**Supplied data:**
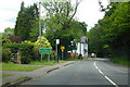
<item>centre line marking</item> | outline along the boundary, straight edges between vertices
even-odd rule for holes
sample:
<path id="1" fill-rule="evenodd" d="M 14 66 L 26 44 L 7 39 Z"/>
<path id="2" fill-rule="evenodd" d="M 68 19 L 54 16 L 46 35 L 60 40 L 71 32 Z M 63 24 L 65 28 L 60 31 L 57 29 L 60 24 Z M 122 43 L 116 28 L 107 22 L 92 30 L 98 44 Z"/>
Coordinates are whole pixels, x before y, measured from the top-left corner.
<path id="1" fill-rule="evenodd" d="M 105 76 L 104 73 L 96 66 L 96 61 L 94 62 L 94 66 L 110 84 L 113 84 L 115 87 L 118 87 L 110 78 Z"/>

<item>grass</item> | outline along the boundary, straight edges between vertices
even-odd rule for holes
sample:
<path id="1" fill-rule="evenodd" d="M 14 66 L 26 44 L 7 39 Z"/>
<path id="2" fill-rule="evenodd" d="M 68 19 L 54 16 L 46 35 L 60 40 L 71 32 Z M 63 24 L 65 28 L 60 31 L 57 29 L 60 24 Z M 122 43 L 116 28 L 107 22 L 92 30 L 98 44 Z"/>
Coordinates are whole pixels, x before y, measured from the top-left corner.
<path id="1" fill-rule="evenodd" d="M 110 61 L 114 63 L 118 63 L 118 64 L 126 65 L 126 66 L 130 67 L 130 63 L 128 62 L 128 58 L 126 58 L 126 57 L 112 58 Z"/>
<path id="2" fill-rule="evenodd" d="M 41 69 L 43 66 L 27 66 L 27 65 L 18 65 L 12 62 L 2 63 L 2 69 L 0 71 L 21 71 L 21 72 L 30 72 L 37 69 Z"/>
<path id="3" fill-rule="evenodd" d="M 2 85 L 1 87 L 8 87 L 9 85 L 11 85 L 12 83 L 16 83 L 16 82 L 18 82 L 18 80 L 22 80 L 22 79 L 25 79 L 25 78 L 30 78 L 30 77 L 20 77 L 20 78 L 17 78 L 16 80 L 14 80 L 14 82 L 8 82 L 8 83 L 5 83 L 4 85 Z M 12 86 L 13 87 L 13 86 Z"/>
<path id="4" fill-rule="evenodd" d="M 9 77 L 9 76 L 13 76 L 13 75 L 11 75 L 11 74 L 0 74 L 0 77 Z"/>

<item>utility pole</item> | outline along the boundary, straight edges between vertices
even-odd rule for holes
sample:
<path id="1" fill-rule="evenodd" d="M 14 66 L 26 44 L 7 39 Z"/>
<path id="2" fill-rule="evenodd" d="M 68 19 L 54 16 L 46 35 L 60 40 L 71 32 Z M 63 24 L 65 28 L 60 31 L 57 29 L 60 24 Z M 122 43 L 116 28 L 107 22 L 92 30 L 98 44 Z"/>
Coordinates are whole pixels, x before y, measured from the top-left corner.
<path id="1" fill-rule="evenodd" d="M 40 36 L 40 48 L 41 48 L 41 7 L 40 7 L 41 2 L 39 0 L 39 36 Z M 39 49 L 40 50 L 40 49 Z M 42 60 L 42 54 L 41 54 L 41 60 Z"/>

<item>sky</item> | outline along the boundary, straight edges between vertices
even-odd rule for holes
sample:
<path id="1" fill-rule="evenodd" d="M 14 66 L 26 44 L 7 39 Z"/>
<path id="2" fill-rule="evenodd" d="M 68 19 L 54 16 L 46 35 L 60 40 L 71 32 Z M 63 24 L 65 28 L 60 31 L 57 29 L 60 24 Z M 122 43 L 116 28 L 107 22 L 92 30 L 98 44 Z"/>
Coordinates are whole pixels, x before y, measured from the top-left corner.
<path id="1" fill-rule="evenodd" d="M 21 9 L 22 1 L 25 2 L 25 7 L 32 4 L 38 0 L 1 0 L 0 1 L 0 33 L 4 32 L 4 28 L 15 27 L 15 21 L 17 13 Z M 82 0 L 78 7 L 76 18 L 79 22 L 86 22 L 88 24 L 88 30 L 103 18 L 104 12 L 100 12 L 99 0 Z M 101 0 L 103 5 L 107 5 L 107 0 Z"/>

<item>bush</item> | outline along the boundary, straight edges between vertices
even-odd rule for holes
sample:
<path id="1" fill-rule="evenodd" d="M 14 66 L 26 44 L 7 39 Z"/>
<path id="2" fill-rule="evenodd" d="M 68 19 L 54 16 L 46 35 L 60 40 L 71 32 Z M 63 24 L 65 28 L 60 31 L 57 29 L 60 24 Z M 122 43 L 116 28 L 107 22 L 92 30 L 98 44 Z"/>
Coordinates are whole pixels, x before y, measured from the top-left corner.
<path id="1" fill-rule="evenodd" d="M 11 59 L 11 52 L 2 49 L 2 62 L 8 62 Z"/>
<path id="2" fill-rule="evenodd" d="M 34 45 L 28 41 L 23 41 L 22 44 L 12 42 L 8 44 L 5 47 L 11 48 L 12 53 L 16 53 L 17 50 L 21 50 L 21 62 L 23 64 L 28 64 L 31 60 L 36 59 L 34 57 Z"/>

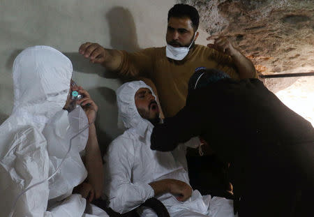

**Problem:** Can you render every row above as a numbered list, skipping blank lines and leaving the pictures out?

**The answer:**
1. <item>centre line marking</item> | outline along the boundary, straight edges between vertices
2. even-odd rule for holes
3. sample:
4. <path id="1" fill-rule="evenodd" d="M 14 66 L 26 44 L 7 39 Z"/>
5. <path id="2" fill-rule="evenodd" d="M 68 19 L 54 16 L 46 35 L 60 40 L 71 32 Z M 63 24 L 65 28 L 60 31 L 57 29 L 60 24 Z M 122 43 L 116 28 L 107 22 L 92 30 L 98 44 Z"/>
6. Coordinates are whole pixels, x before y, measured from the top-left corner.
7. <path id="1" fill-rule="evenodd" d="M 105 76 L 104 73 L 96 66 L 96 61 L 94 62 L 94 66 L 110 84 L 113 84 L 115 87 L 118 87 L 110 78 Z"/>
8. <item>grass</item> | outline along the boundary, straight edges between vertices
9. even-odd rule for holes
10. sample:
11. <path id="1" fill-rule="evenodd" d="M 14 66 L 26 44 L 7 39 Z"/>
12. <path id="2" fill-rule="evenodd" d="M 68 19 L 54 16 L 46 35 L 60 40 L 71 32 Z M 63 24 L 65 28 L 60 31 L 57 29 L 60 24 Z M 122 43 L 116 28 L 107 22 L 92 30 L 98 44 Z"/>
13. Coordinates are whole pixels, x before y, measured from the top-left corner.
14. <path id="1" fill-rule="evenodd" d="M 110 61 L 114 63 L 118 63 L 118 64 L 126 65 L 126 66 L 130 67 L 130 63 L 128 62 L 128 58 L 126 58 L 126 57 L 112 58 Z"/>
15. <path id="2" fill-rule="evenodd" d="M 41 69 L 43 66 L 27 66 L 27 65 L 18 65 L 12 62 L 2 63 L 2 69 L 0 71 L 21 71 L 21 72 L 30 72 L 37 69 Z"/>
16. <path id="3" fill-rule="evenodd" d="M 2 85 L 1 87 L 8 87 L 9 85 L 11 85 L 12 83 L 16 83 L 16 82 L 18 82 L 18 80 L 22 80 L 22 79 L 25 79 L 25 78 L 30 78 L 30 77 L 20 77 L 20 78 L 17 78 L 16 80 L 14 80 L 14 82 L 8 82 L 8 83 L 5 83 L 4 85 Z M 12 86 L 13 87 L 13 86 Z"/>
17. <path id="4" fill-rule="evenodd" d="M 9 77 L 9 76 L 13 76 L 13 75 L 11 75 L 11 74 L 0 74 L 0 77 Z"/>
18. <item>utility pole</item> | outline along the boundary, straight edges between vertices
19. even-odd rule for holes
20. sample:
21. <path id="1" fill-rule="evenodd" d="M 14 66 L 26 44 L 7 39 Z"/>
22. <path id="2" fill-rule="evenodd" d="M 68 19 L 54 16 L 46 35 L 60 40 L 71 32 Z M 63 24 L 65 28 L 60 31 L 57 29 L 60 24 Z M 122 43 L 116 28 L 107 22 L 92 30 L 98 44 Z"/>
23. Coordinates are whole pixels, x before y, measured from the top-left corner.
24. <path id="1" fill-rule="evenodd" d="M 40 36 L 40 48 L 41 48 L 41 7 L 40 7 L 41 2 L 39 0 L 39 36 Z M 39 49 L 40 50 L 40 49 Z M 42 60 L 42 54 L 41 54 L 41 60 Z"/>
25. <item>sky</item> | outline along the boundary, straight edges between vertices
26. even-odd rule for holes
27. sample:
28. <path id="1" fill-rule="evenodd" d="M 14 66 L 26 44 L 7 39 Z"/>
29. <path id="2" fill-rule="evenodd" d="M 68 19 L 54 16 L 46 35 L 60 40 L 71 32 Z M 63 24 L 65 28 L 60 31 L 57 29 L 60 24 Z M 122 43 L 116 28 L 107 22 L 92 30 L 98 44 Z"/>
30. Coordinates are whole pixels, x before y, measured from the top-left corner.
31. <path id="1" fill-rule="evenodd" d="M 21 9 L 22 1 L 25 2 L 25 7 L 32 4 L 38 0 L 1 0 L 0 1 L 0 33 L 4 32 L 4 28 L 15 27 L 15 21 L 17 13 Z M 82 0 L 78 7 L 76 18 L 79 22 L 86 22 L 88 24 L 88 30 L 103 18 L 104 12 L 100 12 L 99 0 Z M 101 0 L 103 5 L 107 5 L 107 0 Z"/>
32. <item>bush</item> | outline along the boundary, straight edges between vertices
33. even-odd rule for holes
34. sample:
35. <path id="1" fill-rule="evenodd" d="M 14 66 L 26 44 L 7 39 Z"/>
36. <path id="2" fill-rule="evenodd" d="M 68 19 L 54 16 L 46 35 L 60 40 L 71 32 Z M 63 24 L 65 28 L 60 31 L 57 29 L 60 24 Z M 122 43 L 116 28 L 107 22 L 92 30 L 98 44 Z"/>
37. Coordinates are whole pixels, x before y, measured from the top-left corner.
38. <path id="1" fill-rule="evenodd" d="M 11 59 L 11 52 L 2 49 L 2 62 L 8 62 Z"/>
39. <path id="2" fill-rule="evenodd" d="M 34 45 L 28 41 L 23 41 L 22 44 L 12 42 L 8 44 L 5 47 L 11 48 L 12 53 L 16 53 L 17 50 L 21 50 L 21 62 L 23 64 L 28 64 L 31 60 L 36 59 L 34 57 Z"/>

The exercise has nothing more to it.